**Written problem**: Please reproduce the records word for word, starting at the line that contains "For the benchmark, mark every instance of the out-of-focus" and continuing through the end of the records.

**Information provided**:
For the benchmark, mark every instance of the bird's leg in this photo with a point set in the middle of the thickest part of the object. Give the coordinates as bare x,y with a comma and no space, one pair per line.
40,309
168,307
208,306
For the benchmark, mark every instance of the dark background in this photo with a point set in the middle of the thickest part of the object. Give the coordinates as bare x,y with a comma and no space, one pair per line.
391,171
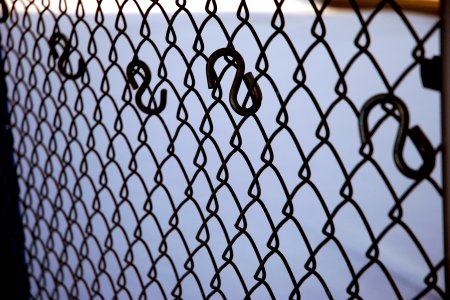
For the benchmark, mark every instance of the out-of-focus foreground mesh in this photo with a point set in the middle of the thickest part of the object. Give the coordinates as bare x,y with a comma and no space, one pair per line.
198,201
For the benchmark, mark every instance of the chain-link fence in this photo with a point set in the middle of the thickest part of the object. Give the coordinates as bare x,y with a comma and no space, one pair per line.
225,149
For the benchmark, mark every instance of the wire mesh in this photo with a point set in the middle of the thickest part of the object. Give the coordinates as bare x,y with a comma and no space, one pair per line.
149,171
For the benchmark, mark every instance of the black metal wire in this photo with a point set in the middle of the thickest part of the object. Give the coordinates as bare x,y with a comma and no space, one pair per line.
79,168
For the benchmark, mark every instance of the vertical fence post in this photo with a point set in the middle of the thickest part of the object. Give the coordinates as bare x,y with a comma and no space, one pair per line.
445,52
13,272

**Response for this exercise**:
For the benchmark, mark every instance of the out-of-focus foreground mesh in this photo with a point set in the middle of the thickest part of the object. Give the coordinates as bare x,y with a comma and no space, one pair per line.
198,201
For the benchmark, mark every instance of the chain-link fence in this photo with a point set in the middle of the thickest part of the object. Give the coordinates as bare x,y with a comma and no space, one pair per line.
225,149
For the benchmark, mark every instance of the wire mesh in this photo with a point set in the middle of the thickest part of the object. Give the coordinates as bare x,y with a comma and no space, one pair per line.
149,171
For the benchmark, mark every instance of the black metal wire in this photo with a point set in the middle of the thickest part of the object. Give the coordinates as bare x,y with a comma and no space, one pair per line.
79,168
For the benchmark, mark every instance of the vertical fence post in this photo with a point set in the middle of the thickest part of the object. Give the coordinates as bare x,y with a comma and no space, one pair per line.
445,52
13,272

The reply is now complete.